■ **Short problem**:
Count the lines below that contain the word "jacket" and reply with that number alone.

§

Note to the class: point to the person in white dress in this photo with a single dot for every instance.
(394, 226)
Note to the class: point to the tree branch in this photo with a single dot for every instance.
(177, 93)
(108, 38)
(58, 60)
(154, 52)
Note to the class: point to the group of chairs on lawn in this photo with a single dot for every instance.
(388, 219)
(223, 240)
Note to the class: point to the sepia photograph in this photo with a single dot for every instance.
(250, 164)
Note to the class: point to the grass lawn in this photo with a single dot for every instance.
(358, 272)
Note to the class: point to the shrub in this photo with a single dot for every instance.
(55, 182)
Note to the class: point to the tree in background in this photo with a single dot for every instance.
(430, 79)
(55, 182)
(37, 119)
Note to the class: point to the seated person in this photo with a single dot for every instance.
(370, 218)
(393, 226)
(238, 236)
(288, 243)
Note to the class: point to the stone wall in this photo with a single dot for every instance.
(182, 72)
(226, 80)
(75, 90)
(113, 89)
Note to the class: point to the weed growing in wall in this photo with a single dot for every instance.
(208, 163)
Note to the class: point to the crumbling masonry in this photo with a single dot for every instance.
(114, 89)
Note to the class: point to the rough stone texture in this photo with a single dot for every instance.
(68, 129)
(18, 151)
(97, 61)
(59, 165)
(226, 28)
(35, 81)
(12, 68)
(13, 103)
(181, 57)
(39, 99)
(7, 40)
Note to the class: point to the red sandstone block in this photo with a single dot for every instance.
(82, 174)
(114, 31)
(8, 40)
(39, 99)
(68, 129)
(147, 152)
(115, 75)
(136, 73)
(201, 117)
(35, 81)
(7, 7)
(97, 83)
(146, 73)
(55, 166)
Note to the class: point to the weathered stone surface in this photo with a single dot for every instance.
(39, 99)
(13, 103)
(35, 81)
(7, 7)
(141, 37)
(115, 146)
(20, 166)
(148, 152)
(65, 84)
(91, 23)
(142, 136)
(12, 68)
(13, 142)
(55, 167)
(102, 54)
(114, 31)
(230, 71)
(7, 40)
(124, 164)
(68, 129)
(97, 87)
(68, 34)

§

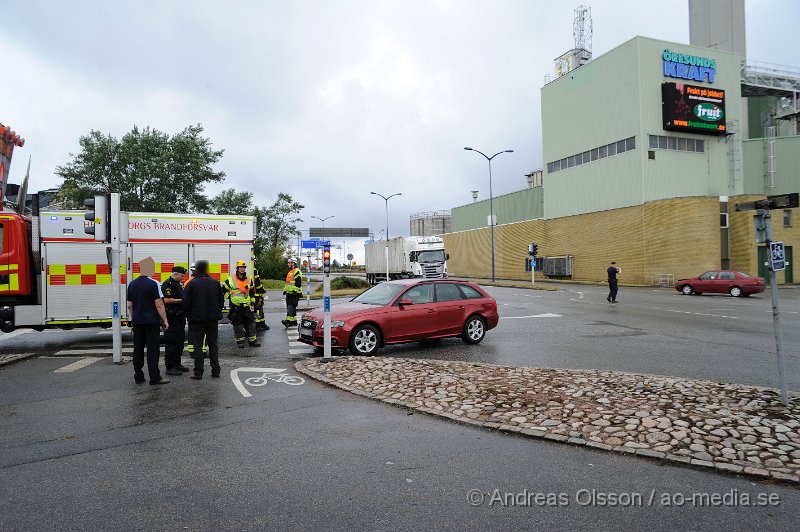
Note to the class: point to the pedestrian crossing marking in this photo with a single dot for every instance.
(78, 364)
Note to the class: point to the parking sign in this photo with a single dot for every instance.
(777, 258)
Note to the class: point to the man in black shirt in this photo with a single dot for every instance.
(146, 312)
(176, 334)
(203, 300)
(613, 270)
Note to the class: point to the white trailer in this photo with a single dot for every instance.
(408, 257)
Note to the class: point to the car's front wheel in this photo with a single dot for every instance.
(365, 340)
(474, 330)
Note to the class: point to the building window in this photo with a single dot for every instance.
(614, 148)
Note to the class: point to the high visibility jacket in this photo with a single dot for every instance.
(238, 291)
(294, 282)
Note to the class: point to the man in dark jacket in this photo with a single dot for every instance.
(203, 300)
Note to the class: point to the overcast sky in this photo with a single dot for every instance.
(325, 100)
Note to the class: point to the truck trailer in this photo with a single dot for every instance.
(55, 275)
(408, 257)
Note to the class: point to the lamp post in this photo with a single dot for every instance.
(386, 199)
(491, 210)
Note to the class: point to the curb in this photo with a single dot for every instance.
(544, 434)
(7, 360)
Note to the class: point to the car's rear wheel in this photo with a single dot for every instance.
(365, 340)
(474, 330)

§

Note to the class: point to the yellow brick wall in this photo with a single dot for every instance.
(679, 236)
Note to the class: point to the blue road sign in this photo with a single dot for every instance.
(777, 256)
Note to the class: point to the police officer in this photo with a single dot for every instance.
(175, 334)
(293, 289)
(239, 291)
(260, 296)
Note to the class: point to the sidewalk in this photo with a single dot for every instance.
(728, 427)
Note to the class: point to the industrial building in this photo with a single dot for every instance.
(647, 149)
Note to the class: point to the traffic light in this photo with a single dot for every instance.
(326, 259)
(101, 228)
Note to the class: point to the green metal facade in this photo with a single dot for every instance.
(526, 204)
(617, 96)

§

■ **Expected answer**:
2